▸ **What to do**: Turn everything from the line containing "Guideline: for every instance of the sky, the" down through the line containing "<point>144,14</point>" into a Markdown table with the columns Row and Line, leaving out any blank lines.

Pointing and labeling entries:
════════════════════
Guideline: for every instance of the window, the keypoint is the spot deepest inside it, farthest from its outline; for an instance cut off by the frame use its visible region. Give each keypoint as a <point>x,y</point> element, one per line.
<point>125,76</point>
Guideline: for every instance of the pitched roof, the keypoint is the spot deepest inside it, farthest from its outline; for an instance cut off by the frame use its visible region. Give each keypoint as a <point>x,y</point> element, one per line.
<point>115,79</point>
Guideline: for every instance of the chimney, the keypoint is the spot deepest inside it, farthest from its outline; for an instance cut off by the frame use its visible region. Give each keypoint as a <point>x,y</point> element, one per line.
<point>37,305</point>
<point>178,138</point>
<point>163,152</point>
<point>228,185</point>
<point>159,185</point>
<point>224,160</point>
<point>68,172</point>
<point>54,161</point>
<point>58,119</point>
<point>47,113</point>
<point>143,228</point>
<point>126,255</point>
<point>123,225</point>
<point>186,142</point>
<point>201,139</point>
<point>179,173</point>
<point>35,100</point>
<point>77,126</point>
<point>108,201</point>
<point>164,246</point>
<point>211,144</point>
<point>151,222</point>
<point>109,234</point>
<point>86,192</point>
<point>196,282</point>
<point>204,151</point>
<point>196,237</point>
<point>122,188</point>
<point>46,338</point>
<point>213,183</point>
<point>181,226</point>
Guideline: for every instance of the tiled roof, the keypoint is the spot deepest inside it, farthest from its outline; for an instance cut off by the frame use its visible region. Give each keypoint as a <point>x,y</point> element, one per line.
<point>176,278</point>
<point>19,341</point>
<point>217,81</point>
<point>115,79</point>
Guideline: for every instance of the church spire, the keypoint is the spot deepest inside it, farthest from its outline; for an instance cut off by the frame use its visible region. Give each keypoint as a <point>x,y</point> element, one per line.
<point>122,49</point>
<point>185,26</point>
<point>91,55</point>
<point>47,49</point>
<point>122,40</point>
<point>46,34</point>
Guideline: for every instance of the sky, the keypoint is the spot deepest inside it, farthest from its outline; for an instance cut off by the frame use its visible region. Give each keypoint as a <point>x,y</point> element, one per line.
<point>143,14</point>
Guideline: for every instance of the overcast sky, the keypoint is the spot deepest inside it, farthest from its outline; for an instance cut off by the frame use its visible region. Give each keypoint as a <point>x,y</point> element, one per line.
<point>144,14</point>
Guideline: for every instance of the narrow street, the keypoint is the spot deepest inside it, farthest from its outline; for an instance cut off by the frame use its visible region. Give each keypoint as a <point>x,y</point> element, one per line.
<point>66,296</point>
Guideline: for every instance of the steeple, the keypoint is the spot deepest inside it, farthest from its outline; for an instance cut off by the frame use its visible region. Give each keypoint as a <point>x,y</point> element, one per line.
════════════════════
▸ **Solution to the exercise**:
| Row | Line |
|---|---|
| 1 | Guideline: for every instance of the sky, the keypoint is the spot deepest inside it, farthest from its outline; for an instance cut off by the frame use its visible region. Give each keypoint as a <point>x,y</point> element, one per line. |
| 2 | <point>143,14</point> |
| 3 | Guideline: for every instance of the overcast sky, the keypoint is the spot deepest inside it, farthest from its outline; for an instance cut off by the frame use its visible region. Give each keypoint as a <point>x,y</point> element, one per line. |
| 4 | <point>144,14</point> |